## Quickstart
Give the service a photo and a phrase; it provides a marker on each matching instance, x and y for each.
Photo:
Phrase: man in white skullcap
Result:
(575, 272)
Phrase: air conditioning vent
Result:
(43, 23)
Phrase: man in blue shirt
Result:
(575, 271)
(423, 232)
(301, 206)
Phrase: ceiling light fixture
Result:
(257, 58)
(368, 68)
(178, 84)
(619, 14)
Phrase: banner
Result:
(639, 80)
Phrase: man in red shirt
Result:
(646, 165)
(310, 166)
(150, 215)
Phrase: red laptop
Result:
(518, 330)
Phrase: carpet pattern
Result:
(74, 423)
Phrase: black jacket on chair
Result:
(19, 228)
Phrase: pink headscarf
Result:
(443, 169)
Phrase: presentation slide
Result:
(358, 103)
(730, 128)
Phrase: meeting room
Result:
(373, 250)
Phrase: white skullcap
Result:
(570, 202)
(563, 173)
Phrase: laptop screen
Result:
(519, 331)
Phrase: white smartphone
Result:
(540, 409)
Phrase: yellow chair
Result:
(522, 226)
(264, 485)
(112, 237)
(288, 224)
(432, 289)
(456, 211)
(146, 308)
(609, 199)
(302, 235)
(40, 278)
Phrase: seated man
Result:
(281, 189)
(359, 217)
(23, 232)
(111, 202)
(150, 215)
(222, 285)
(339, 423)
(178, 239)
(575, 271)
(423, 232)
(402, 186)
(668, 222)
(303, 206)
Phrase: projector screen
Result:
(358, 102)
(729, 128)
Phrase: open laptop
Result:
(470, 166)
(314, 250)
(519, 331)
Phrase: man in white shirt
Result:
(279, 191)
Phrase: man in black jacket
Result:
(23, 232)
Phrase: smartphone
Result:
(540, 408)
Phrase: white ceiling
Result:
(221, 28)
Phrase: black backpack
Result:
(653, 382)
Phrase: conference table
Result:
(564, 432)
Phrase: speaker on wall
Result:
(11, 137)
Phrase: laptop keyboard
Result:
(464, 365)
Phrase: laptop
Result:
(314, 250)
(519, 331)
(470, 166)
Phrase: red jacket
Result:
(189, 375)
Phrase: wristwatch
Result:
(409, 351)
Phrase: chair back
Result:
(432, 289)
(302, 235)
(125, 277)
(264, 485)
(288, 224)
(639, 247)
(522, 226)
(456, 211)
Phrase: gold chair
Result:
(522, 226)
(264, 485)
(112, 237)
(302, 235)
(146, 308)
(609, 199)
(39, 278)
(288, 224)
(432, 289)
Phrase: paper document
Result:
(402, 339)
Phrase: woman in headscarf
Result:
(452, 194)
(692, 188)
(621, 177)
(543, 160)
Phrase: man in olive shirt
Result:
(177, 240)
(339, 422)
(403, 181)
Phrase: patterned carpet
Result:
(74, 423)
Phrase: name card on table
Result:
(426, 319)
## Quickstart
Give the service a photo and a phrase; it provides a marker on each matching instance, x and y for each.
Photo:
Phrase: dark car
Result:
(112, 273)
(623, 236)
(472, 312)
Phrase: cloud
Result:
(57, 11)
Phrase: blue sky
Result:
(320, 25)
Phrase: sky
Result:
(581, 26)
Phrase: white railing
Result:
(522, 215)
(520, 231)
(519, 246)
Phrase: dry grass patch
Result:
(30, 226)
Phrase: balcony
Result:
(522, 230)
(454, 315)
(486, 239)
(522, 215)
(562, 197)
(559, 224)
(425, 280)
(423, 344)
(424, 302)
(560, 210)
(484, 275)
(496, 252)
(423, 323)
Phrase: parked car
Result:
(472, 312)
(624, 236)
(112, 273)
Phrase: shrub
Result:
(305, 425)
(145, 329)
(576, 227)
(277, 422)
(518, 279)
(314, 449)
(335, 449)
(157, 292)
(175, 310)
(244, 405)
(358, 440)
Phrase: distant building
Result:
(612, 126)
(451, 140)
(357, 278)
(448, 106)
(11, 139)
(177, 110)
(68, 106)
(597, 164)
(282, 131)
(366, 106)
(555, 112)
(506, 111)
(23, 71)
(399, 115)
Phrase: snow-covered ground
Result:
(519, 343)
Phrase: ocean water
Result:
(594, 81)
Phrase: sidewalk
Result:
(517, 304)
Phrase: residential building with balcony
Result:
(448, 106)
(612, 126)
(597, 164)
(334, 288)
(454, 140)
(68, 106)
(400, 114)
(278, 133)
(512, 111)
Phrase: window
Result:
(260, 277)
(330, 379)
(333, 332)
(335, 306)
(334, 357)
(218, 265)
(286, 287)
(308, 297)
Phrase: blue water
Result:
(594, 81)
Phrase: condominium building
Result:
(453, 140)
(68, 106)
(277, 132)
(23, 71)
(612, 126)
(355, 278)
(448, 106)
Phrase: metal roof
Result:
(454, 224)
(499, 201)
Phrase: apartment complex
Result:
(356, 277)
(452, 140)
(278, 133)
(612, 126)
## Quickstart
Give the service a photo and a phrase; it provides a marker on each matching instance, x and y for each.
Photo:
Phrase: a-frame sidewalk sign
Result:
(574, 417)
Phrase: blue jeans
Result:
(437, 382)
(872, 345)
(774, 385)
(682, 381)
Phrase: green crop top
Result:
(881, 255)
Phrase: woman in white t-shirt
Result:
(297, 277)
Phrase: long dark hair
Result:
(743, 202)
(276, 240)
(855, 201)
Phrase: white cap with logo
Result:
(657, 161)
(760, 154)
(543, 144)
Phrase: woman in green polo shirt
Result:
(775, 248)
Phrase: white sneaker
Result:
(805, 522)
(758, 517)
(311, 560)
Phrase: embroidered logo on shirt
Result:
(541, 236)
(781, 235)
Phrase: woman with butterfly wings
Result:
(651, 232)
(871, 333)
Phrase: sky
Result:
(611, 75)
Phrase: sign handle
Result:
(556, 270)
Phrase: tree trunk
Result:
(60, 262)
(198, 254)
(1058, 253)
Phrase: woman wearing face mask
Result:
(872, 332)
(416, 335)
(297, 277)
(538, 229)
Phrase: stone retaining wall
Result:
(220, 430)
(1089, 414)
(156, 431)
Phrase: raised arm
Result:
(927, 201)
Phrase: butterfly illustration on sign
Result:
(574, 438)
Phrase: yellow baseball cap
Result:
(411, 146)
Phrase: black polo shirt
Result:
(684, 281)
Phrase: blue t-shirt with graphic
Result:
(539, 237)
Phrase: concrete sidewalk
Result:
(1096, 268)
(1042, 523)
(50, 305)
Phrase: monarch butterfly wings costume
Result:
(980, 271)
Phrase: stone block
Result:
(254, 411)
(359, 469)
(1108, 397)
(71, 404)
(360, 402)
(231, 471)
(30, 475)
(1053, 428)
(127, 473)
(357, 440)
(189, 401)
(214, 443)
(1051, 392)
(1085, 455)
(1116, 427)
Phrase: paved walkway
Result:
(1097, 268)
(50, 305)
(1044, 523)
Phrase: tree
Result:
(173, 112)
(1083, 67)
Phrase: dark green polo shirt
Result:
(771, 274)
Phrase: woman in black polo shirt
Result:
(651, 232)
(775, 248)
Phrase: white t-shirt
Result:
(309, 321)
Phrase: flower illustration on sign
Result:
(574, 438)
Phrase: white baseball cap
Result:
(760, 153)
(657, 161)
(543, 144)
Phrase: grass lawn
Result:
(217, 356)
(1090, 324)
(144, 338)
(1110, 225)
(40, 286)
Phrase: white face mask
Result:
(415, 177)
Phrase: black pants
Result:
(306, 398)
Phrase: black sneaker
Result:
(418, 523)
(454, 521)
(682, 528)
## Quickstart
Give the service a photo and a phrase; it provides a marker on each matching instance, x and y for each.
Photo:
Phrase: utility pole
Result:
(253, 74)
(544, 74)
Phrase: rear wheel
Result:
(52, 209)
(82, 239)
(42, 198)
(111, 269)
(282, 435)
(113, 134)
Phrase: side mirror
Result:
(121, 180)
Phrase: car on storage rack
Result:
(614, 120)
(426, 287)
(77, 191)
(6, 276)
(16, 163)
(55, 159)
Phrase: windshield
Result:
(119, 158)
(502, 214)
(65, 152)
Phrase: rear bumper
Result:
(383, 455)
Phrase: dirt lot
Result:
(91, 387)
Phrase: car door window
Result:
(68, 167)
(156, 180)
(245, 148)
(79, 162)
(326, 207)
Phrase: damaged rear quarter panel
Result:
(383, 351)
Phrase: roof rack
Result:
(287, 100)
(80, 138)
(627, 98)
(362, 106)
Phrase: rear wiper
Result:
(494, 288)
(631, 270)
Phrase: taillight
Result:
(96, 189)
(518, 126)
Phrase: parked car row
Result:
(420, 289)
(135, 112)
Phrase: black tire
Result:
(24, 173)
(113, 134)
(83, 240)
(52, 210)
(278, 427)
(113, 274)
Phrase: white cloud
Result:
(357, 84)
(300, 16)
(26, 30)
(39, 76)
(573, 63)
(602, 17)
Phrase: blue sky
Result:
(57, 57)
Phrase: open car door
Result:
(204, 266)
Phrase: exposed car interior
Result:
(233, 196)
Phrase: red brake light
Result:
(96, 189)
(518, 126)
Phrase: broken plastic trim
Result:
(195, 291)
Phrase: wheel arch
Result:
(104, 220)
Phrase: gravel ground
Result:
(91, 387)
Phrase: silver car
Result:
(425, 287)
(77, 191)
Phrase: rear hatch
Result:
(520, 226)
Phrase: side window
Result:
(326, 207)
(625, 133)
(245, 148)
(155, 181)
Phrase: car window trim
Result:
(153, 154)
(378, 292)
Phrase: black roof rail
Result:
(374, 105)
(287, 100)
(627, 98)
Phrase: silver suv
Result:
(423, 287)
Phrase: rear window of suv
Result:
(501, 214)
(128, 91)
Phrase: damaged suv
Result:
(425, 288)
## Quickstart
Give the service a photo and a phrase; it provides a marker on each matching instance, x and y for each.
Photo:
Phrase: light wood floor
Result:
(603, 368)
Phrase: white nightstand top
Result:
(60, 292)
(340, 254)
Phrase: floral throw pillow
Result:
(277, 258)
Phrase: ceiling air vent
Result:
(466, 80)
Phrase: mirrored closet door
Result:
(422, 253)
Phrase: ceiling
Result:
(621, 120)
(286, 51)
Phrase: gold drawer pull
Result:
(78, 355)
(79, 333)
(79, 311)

TASK OBJECTIVE »
Return the lines of the records that include the string "butterfly".

EXERCISE SOLUTION »
Phrase: woman with butterfly wings
Phrase: butterfly illustration on sign
Phrase: monarch butterfly wings costume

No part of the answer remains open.